WHAT YOU SHOULD DO: Quote all of the data below word for word, leaving out the pictures.

SOURCE MATERIAL:
-- BEGIN --

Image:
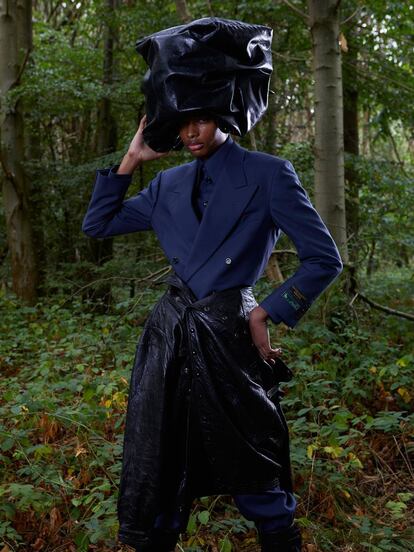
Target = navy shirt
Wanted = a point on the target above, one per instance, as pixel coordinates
(208, 171)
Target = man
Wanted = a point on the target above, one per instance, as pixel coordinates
(217, 219)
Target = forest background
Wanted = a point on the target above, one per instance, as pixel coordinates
(72, 307)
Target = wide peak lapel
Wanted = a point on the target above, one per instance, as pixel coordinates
(180, 204)
(232, 192)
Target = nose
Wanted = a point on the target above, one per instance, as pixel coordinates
(191, 130)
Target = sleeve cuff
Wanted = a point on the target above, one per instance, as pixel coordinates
(274, 317)
(120, 177)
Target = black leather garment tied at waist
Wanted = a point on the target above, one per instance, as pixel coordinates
(203, 414)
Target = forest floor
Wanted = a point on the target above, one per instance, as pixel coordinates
(65, 374)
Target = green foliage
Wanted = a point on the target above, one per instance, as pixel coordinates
(349, 407)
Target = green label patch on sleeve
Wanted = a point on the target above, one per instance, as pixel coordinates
(296, 300)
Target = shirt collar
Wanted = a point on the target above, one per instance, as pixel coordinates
(214, 164)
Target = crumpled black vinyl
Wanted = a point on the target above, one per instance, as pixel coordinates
(200, 419)
(221, 66)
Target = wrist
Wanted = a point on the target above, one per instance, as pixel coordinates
(258, 313)
(129, 163)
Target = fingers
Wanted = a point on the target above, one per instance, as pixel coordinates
(269, 354)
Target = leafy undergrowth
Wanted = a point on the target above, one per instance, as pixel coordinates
(65, 373)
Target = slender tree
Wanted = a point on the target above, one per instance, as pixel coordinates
(329, 141)
(15, 47)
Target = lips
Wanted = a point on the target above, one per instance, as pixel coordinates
(195, 147)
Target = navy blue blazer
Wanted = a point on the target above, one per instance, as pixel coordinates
(255, 197)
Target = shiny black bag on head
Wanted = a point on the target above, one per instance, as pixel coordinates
(213, 65)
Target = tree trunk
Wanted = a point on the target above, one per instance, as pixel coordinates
(351, 139)
(329, 141)
(15, 46)
(101, 251)
(182, 11)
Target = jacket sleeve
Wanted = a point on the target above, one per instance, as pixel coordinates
(320, 262)
(108, 214)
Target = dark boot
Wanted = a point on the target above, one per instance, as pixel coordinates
(162, 540)
(284, 540)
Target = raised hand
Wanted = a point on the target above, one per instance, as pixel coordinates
(138, 151)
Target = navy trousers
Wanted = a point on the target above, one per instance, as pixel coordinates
(270, 510)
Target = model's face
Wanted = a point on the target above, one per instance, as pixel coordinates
(201, 136)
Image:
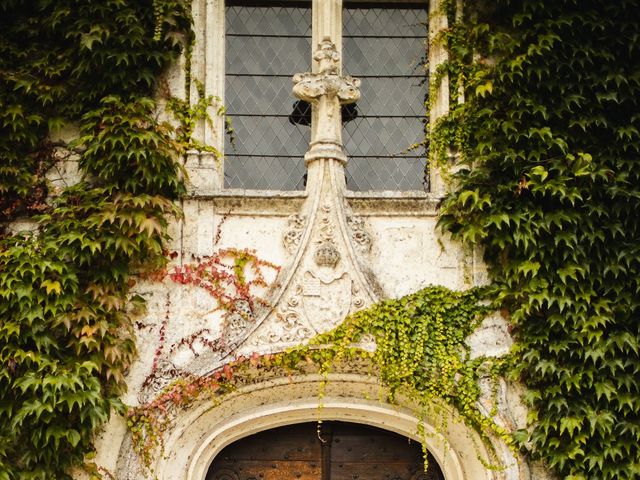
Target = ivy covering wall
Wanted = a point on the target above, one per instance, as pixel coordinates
(550, 133)
(66, 336)
(549, 188)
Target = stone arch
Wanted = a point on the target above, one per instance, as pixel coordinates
(200, 433)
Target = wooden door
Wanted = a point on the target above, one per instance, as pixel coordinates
(337, 451)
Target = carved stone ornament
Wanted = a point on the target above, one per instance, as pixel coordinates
(359, 234)
(326, 304)
(326, 90)
(293, 233)
(326, 255)
(288, 325)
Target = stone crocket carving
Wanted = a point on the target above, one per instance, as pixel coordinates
(327, 90)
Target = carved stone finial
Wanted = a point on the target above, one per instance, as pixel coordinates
(327, 90)
(326, 255)
(328, 57)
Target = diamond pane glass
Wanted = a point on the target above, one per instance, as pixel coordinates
(385, 47)
(266, 45)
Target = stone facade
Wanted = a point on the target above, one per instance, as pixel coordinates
(338, 252)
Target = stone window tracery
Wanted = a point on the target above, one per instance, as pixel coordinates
(266, 42)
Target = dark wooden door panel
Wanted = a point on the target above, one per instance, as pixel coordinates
(341, 451)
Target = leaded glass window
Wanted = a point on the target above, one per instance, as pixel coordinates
(266, 44)
(384, 46)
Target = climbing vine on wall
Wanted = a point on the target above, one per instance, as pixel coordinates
(66, 308)
(550, 137)
(421, 353)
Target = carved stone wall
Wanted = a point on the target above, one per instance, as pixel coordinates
(339, 252)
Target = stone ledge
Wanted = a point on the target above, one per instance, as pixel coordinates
(276, 202)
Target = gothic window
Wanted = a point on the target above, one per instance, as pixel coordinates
(268, 42)
(384, 46)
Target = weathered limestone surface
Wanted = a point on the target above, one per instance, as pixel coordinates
(338, 251)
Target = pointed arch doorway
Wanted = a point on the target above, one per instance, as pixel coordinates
(329, 451)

-- END --

WORKED SOLUTION:
Image:
Target = navy shirt
Wanted = a point on the target above, one per instance, as pixel coordinates
(208, 171)
Target = man
Wanted = a point on the target above, one per instance, as pixel coordinates
(217, 219)
Target = forest background
Wanted = a point on the target above, one per instance, as pixel coordinates
(72, 307)
Target = wide peak lapel
Wanted = a point on the target above, one per instance, as pixel coordinates
(180, 204)
(232, 192)
Target = nose
Wanted = a point on the target above, one per instance, as pixel coordinates
(191, 130)
Target = sleeve cuff
Wanted = a point on the target above, one per instance, as pixel coordinates
(274, 317)
(120, 177)
Target = black leather garment tied at waist
Wanted = a point on the target above, one per instance, as pixel coordinates
(203, 414)
Target = forest floor
Wanted = a point on the target above, one per instance, as pixel coordinates
(65, 374)
Target = green foliage
Wanted = a point on the target above, one per instance, as pixel coordinates
(349, 407)
Target = green label patch on sleeve
Wanted = a point on the target above, one per instance, as pixel coordinates
(296, 300)
Target = shirt collar
Wanted = a point on the target above, one per instance, as pixel coordinates
(214, 164)
Target = crumpled black vinyl
Wanted = a point on the target above, one per instance, as pixel coordinates
(200, 419)
(221, 66)
Target = wrist
Wanted = a point on the target above, one per instance, as pixel coordinates
(258, 313)
(129, 163)
Target = fingers
Wanted = a point on the target above, one per instance, as pixel coordinates
(269, 354)
Target = leafy undergrowth
Wanted = a point on the target above, one per instance, as pixel coordinates
(65, 373)
Target = slender tree
Wanted = a point on the target above, one per instance, as pixel coordinates
(329, 141)
(15, 47)
Target = lips
Wanted = a point on the target above, one per instance, as pixel coordinates
(195, 147)
Target = navy blue blazer
Wanted = a point on the target above, one per instance, as pixel coordinates
(255, 197)
Target = shiny black bag on head
Wanted = a point on the target above, one per instance, as pixel coordinates
(213, 65)
Target = tree trunk
Wanted = a point on the target above, one per instance, as pixel coordinates
(351, 139)
(329, 141)
(15, 46)
(101, 251)
(182, 11)
Target = jacket sleeve
Wanted = a point on the target above, one per instance, as pixel coordinates
(320, 262)
(108, 214)
Target = dark boot
Wanted = a point on the target above, one per instance, as pixel coordinates
(162, 540)
(284, 540)
Target = raised hand
Wanted = a point on the target above, one per instance, as pixel coordinates
(138, 151)
Target = navy trousers
Wanted = a point on the target above, one per instance, as pixel coordinates
(270, 510)
Target = model's face
Wanted = a point on the target above, one per instance, as pixel coordinates
(201, 136)
Image:
Target = ivy covering wall
Wanted = a point on the target above, one per instance, as pixel coordinates
(550, 133)
(66, 336)
(549, 188)
Target = stone arch
Wanted = a point on the target above, one per instance, as pixel coordinates
(200, 433)
Target = wooden door
Wanted = a point on the target above, one per instance, as pixel coordinates
(337, 451)
Target = carved stone ornament
Wanted = a point on the target above, one per instance, as pixel coordinates
(359, 234)
(326, 304)
(326, 90)
(293, 233)
(326, 255)
(288, 325)
Target = stone crocket carving
Wanted = a point on the target above, one per instance, as pixel coordinates
(327, 90)
Target = carved stone finial
Wanted = a point on the target above, one per instance, as pixel coordinates
(327, 90)
(326, 255)
(328, 57)
Target = diamond pane glass
Wanted = a point on the target above, one per instance, as pixel coordinates
(385, 47)
(266, 45)
Target = stone facade
Wanted = a point on the target above, one per instance, as pixel coordinates
(338, 252)
Target = stone window tracery
Wanted = a point on the target above, one per instance, as pixel coordinates
(266, 42)
Target = dark wooden door panel
Wanted = a point on the target above, one per instance, as pixel coordinates
(341, 451)
Target = leaded glass window
Wanted = a point on the target above, one per instance, as pixel coordinates
(266, 44)
(384, 46)
Target = climbing vine on wall
Wanted = a point on the target above, one per instance, as pixel coordinates
(66, 308)
(550, 137)
(421, 353)
Target = carved stone wall
Wanted = a point on the target above, one per instance, as pixel coordinates
(339, 252)
Target = stone ledge
Wanted = a point on the target above, one per instance, as pixel coordinates
(276, 202)
Target = gothic window
Wanted = a point on the target above, one per instance, as pixel coordinates
(268, 42)
(384, 46)
Target = weathered limestone surface
Wanted = a point on the target above, one per instance, as pixel coordinates
(338, 251)
Target = pointed arch doorway
Wanted = a point on the target above, one per instance, as pixel coordinates
(329, 451)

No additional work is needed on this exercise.